**Task**
Using the entries below, copy out all lines where "instance" is found.
[Opening Stored data section]
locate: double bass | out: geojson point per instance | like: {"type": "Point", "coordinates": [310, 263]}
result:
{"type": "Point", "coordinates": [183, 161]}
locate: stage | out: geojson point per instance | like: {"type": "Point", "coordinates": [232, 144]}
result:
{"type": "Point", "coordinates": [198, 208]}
[Closing Stored data section]
[Opening Stored data section]
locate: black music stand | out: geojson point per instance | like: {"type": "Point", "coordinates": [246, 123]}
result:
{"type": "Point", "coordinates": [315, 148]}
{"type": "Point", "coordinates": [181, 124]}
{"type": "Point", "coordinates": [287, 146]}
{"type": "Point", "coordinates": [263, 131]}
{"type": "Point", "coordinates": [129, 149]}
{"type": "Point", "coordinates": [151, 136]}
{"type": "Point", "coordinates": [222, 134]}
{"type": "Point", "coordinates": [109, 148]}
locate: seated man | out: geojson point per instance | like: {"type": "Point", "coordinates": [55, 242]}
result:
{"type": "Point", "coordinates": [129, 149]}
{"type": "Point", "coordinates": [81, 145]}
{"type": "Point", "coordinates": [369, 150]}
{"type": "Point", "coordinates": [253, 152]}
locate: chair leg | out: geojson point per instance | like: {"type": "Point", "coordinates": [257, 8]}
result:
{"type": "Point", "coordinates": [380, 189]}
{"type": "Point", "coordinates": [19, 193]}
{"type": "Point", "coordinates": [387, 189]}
[Closing Stored data section]
**Response to the task**
locate: double bass | out: geojson point per instance | like: {"type": "Point", "coordinates": [310, 263]}
locate: stage | out: geojson point per instance | like: {"type": "Point", "coordinates": [232, 144]}
locate: black music stand | out: geojson point per instance | like: {"type": "Point", "coordinates": [246, 123]}
locate: seated man | out: geojson point per instance | like: {"type": "Point", "coordinates": [55, 242]}
locate: chair leg | out: geojson point per instance | like: {"type": "Point", "coordinates": [257, 8]}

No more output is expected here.